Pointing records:

'''

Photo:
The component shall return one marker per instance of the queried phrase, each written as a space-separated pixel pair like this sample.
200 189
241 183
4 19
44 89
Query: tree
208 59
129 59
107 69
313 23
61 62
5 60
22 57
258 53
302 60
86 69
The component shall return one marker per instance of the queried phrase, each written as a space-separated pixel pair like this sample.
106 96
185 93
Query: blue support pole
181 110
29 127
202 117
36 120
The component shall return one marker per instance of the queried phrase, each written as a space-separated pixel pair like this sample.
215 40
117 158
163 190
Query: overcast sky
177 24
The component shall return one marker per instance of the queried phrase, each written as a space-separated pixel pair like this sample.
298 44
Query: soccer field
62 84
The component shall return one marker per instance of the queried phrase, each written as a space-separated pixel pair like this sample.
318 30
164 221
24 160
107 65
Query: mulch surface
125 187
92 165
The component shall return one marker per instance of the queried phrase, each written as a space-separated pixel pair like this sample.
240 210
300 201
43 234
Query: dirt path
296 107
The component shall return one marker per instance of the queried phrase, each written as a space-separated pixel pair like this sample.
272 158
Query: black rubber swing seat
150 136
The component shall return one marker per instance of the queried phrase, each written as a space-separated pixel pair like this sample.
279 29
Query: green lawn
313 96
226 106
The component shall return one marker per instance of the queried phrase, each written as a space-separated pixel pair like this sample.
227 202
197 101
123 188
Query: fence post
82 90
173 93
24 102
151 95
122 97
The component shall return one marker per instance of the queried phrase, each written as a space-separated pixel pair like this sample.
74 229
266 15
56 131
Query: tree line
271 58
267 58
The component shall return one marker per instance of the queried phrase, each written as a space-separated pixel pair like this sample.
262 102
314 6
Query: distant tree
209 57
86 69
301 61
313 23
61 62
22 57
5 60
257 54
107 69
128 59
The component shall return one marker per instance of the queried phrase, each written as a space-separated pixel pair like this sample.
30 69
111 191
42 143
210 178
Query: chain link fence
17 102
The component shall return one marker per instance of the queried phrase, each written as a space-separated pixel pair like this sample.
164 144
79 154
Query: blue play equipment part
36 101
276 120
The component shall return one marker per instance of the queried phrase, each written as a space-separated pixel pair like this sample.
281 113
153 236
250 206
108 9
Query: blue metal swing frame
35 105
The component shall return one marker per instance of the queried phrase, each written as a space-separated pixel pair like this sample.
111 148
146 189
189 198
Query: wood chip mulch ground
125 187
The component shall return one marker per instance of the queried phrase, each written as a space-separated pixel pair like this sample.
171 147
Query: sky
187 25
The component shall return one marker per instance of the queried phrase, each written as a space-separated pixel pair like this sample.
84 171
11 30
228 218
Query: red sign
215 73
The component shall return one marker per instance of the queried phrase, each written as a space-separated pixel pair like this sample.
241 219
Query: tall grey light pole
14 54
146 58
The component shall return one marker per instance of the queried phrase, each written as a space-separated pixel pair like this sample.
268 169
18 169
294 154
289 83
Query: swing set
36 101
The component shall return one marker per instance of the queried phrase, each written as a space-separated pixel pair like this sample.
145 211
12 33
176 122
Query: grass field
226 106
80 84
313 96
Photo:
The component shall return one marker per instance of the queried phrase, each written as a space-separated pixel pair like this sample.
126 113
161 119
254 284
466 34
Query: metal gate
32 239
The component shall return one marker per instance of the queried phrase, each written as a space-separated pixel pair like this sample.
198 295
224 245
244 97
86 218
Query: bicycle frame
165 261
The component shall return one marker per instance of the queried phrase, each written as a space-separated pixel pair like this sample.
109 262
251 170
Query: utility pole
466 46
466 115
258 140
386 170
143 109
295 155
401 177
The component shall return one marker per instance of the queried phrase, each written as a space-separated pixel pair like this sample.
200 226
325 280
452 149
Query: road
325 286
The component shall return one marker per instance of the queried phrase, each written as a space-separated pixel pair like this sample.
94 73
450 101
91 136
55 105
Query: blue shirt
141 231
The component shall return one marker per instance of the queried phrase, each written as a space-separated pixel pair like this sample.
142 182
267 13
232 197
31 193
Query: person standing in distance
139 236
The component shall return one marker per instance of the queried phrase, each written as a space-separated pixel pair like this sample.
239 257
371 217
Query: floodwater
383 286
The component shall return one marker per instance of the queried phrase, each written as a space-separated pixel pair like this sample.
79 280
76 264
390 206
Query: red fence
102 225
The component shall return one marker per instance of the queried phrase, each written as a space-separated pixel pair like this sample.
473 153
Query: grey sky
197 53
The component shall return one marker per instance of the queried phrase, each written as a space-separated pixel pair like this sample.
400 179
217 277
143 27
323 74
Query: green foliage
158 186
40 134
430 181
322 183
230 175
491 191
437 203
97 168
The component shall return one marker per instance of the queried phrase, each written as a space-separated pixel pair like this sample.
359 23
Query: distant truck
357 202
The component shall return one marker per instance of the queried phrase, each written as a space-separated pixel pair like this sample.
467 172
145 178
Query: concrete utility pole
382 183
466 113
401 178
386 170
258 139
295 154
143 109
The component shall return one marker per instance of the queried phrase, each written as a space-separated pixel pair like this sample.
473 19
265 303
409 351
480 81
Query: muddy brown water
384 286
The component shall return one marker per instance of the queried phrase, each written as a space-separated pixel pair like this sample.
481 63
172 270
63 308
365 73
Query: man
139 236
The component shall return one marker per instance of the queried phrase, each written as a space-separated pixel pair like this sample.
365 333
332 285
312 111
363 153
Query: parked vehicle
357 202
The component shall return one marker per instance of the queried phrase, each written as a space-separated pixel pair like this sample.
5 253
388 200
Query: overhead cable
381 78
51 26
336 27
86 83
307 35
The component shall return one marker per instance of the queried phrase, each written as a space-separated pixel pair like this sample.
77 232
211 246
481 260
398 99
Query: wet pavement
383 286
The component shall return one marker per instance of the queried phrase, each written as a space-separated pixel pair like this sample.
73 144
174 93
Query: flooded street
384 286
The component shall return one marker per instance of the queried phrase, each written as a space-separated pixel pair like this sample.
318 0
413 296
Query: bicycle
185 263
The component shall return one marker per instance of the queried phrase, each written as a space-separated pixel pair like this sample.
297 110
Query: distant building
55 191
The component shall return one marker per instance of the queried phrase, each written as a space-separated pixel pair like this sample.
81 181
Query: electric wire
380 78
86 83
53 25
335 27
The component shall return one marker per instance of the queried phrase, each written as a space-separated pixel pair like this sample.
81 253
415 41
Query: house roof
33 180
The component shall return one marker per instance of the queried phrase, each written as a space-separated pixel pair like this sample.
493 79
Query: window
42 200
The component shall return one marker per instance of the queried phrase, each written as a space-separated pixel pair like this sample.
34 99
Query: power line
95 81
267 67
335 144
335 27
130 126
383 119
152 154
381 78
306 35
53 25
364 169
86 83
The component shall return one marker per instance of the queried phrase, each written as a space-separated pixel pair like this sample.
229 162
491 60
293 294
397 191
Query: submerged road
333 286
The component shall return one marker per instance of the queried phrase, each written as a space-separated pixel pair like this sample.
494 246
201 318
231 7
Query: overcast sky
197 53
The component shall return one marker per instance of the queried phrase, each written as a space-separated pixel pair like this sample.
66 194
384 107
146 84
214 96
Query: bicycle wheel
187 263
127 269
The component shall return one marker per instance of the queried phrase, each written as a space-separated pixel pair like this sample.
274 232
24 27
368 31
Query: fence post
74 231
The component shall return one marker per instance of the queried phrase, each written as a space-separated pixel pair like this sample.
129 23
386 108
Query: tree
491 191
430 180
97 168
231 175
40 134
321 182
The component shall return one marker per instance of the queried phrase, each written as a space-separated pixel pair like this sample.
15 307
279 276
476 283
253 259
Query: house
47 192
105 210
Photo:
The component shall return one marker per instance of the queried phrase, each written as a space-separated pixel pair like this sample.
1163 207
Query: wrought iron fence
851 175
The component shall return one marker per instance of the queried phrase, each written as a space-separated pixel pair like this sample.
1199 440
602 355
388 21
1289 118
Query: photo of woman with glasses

'''

#### Exercise goal
Set down all of the data above, word for word.

#### The response
Photo:
The component shall return one marker per instance of the queried phrase, each written as a space-separated pixel pair like this sample.
200 189
241 183
4 19
44 89
Query: tree
208 59
129 59
107 69
313 23
61 62
5 60
22 57
258 53
302 60
86 69
The component shall return one marker per instance of the queried phrase, each written as a space-separated pixel pair like this sample.
106 96
185 93
Query: blue support pole
181 110
29 127
202 117
36 120
The component shall return one marker per instance of the queried phrase, each written as a space-separated pixel pair like this sample.
215 40
117 158
163 190
Query: overcast sky
177 24
The component shall return one marker per instance of the queried phrase, each written as a space-separated pixel pair like this sample.
298 44
Query: soccer field
62 84
The component shall return one marker per instance of the queried phrase, each written as a space-separated pixel pair like this sample.
318 30
164 221
24 160
107 65
Query: mulch surface
125 187
92 165
The component shall return one marker per instance of the queried phrase, each written as a space-separated pixel pair like this sample.
240 210
300 201
43 234
Query: dirt path
296 107
The component shall return one marker per instance of the queried phrase, each written as a space-separated pixel pair like this sample.
272 158
Query: black rubber swing seat
150 136
The component shall return one marker per instance of the queried phrase, each written as a space-separated pixel pair like this sample.
279 29
Query: green lawn
313 96
226 106
The component shall return one marker per instance of the queried phrase, each written as a space-separated pixel pair like this sample.
227 202
197 101
123 188
Query: fence post
82 90
173 93
24 102
151 95
122 97
The component shall return one marker per instance of the queried phrase, each written as a space-separated pixel pair like this sample.
74 229
266 15
56 131
Query: tree line
271 58
267 58
The component shall return one marker per instance of the queried phrase, each written as a space-separated pixel pair like this sample.
262 102
314 6
Query: distant tree
209 57
86 69
301 61
313 23
61 62
22 57
5 60
257 54
107 69
128 59
The component shall return one marker per instance of the queried phrase, each written as a space-separated pixel pair like this sample.
30 69
111 191
42 143
210 178
Query: chain link fence
17 102
The component shall return one marker per instance of the queried phrase, each written as a space-separated pixel pair like this sample.
164 144
79 154
Query: blue play equipment part
36 101
276 120
The component shall return one marker per instance of the queried phrase, each written as a space-separated pixel pair like this sample.
281 113
153 236
250 206
108 9
Query: blue metal swing frame
35 105
The component shall return one marker per instance of the queried phrase, each written as a space-separated pixel pair like this sample.
111 148
146 189
189 198
Query: wood chip mulch ground
125 187
The component shall return one marker per instance of the queried phrase, each written as a space-separated pixel pair like this sample.
171 147
Query: sky
187 25
The component shall return one marker per instance of the queried phrase, each written as a space-separated pixel pair like this sample.
84 171
11 30
228 218
Query: red sign
215 73
The component shall return one marker per instance of the queried phrase, each written as a space-separated pixel pair like this sample.
241 219
Query: tall grey light pole
14 54
146 58
The component shall return one marker per instance of the queried phrase, each written as a space-separated pixel pair like this sample.
268 169
18 169
294 154
289 83
Query: swing set
36 101
The component shall return one marker per instance of the queried phrase, each written as a space-separated pixel pair like this sample.
145 211
12 33
176 122
Query: grass field
226 106
80 84
313 96
Photo:
The component shall return one marker per instance of the queried phrase, each written as a space-separated pixel pair like this sample.
126 113
161 119
254 284
466 34
Query: metal gate
32 239
The component shall return one marker per instance of the queried phrase, each written as a space-separated pixel pair like this sample.
198 295
224 245
244 97
86 218
Query: bicycle frame
165 261
The component shall return one marker per instance of the queried phrase, each written as a space-separated pixel pair like this sample.
109 262
251 170
Query: utility pole
466 46
466 115
258 140
386 170
143 109
295 155
401 177
The component shall return one marker per instance of the queried phrase, each written as a space-separated pixel pair like this sample.
200 226
325 280
452 149
Query: road
325 286
The component shall return one marker per instance of the queried phrase, each written as a space-separated pixel pair like this sample.
94 73
450 101
91 136
55 105
Query: blue shirt
141 231
The component shall return one marker per instance of the queried phrase, each written as a space-separated pixel pair like this sample.
142 182
267 13
232 197
31 193
Query: person standing in distance
139 236
The component shall return one marker per instance of the queried phrase, each written as a space-separated pixel pair like this sample.
239 257
371 217
Query: floodwater
383 286
The component shall return one marker per instance of the queried phrase, each written as a space-separated pixel pair like this sample.
79 280
76 264
390 206
Query: red fence
102 225
The component shall return one marker per instance of the queried phrase, each written as a space-separated pixel pair like this sample.
473 153
Query: grey sky
197 53
The component shall return one marker per instance of the queried phrase, each written as a space-separated pixel pair like this sample.
400 179
217 277
143 27
323 74
Query: green foliage
158 186
40 134
430 181
322 183
230 175
491 191
437 203
97 168
The component shall return one marker per instance of the queried phrase, each written as a space-separated pixel pair like this sample.
359 23
Query: distant truck
357 202
The component shall return one marker per instance of the queried phrase, each written as a space-separated pixel pair like this sample.
467 172
145 178
Query: concrete utility pole
382 183
466 113
401 178
386 170
258 139
295 154
143 109
The component shall return one marker per instance of the queried phrase, each written as a space-separated pixel pair like this sample.
473 19
265 303
409 351
480 81
Query: muddy brown water
384 286
The component shall return one marker per instance of the queried phrase, each written as a space-separated pixel pair like this sample.
481 63
172 270
63 308
365 73
Query: man
139 236
The component shall return one marker per instance of the queried phrase, each written as a space-separated pixel pair like this sample.
365 333
332 285
312 111
363 153
Query: parked vehicle
357 202
The component shall return one marker per instance of the queried phrase, each written as a space-separated pixel pair like this sample.
5 253
388 200
Query: overhead cable
381 78
51 26
336 27
86 83
307 35
The component shall return one marker per instance of the queried phrase, each written as a space-separated pixel pair like this sample.
77 232
211 246
481 260
398 99
Query: wet pavement
383 286
The component shall return one marker per instance of the queried phrase, each written as a space-separated pixel pair like this sample.
73 144
174 93
Query: flooded street
384 286
The component shall return one marker per instance of the queried phrase, each written as a space-separated pixel pair like this sample.
318 0
413 296
Query: bicycle
185 263
The component shall return one marker per instance of the queried phrase, each written as a space-separated pixel pair like this sample.
297 110
Query: distant building
55 191
The component shall return one marker per instance of the queried phrase, each written as a space-separated pixel pair like this sample.
81 181
Query: electric wire
380 78
86 83
53 25
335 27
The component shall return one marker per instance of the queried phrase, each written as a space-separated pixel pair like this sample.
81 253
415 41
Query: house roof
33 180
The component shall return one marker per instance of the queried phrase, each written as a space-separated pixel pair like this sample.
493 79
Query: window
42 200
The component shall return one marker per instance of the queried phrase, each written as a space-separated pixel pair like this sample.
34 99
Query: power line
95 81
267 67
335 144
335 27
130 126
383 119
152 154
381 78
306 35
53 25
364 169
86 83
The component shall return one marker per instance of the queried phrase, each written as a space-separated pixel pair like this sample.
229 162
491 60
293 294
397 191
Query: submerged road
333 286
The component shall return one marker per instance of the queried phrase, each written as a space-separated pixel pair like this sample.
494 246
201 318
231 7
Query: overcast sky
197 53
The component shall return one marker per instance of the queried phrase, each written as a space-separated pixel pair like this sample.
66 194
384 107
146 84
214 96
Query: bicycle wheel
187 263
127 269
The component shall return one marker per instance of the queried phrase, each written as a space-separated pixel pair like this sample.
274 232
24 27
368 31
Query: fence post
74 231
The component shall return one marker per instance of the queried phrase, each written as a space-separated pixel pair like this sample.
129 23
386 108
Query: tree
491 191
430 180
97 168
231 175
40 134
321 182
The component shall return one marker per instance of the queried phrase, each written as a space-separated pixel pair like this sample.
15 307
279 276
476 283
253 259
Query: house
47 192
105 210
Photo:
The component shall return one marker per instance of the queried phrase, each written as a space-separated pixel pair like this sample.
1163 207
Query: wrought iron fence
851 175
The component shall return one marker per instance of the queried phrase, each written as a space-separated pixel pair like this sample.
1199 440
602 355
388 21
1289 118
Query: photo of woman with glasses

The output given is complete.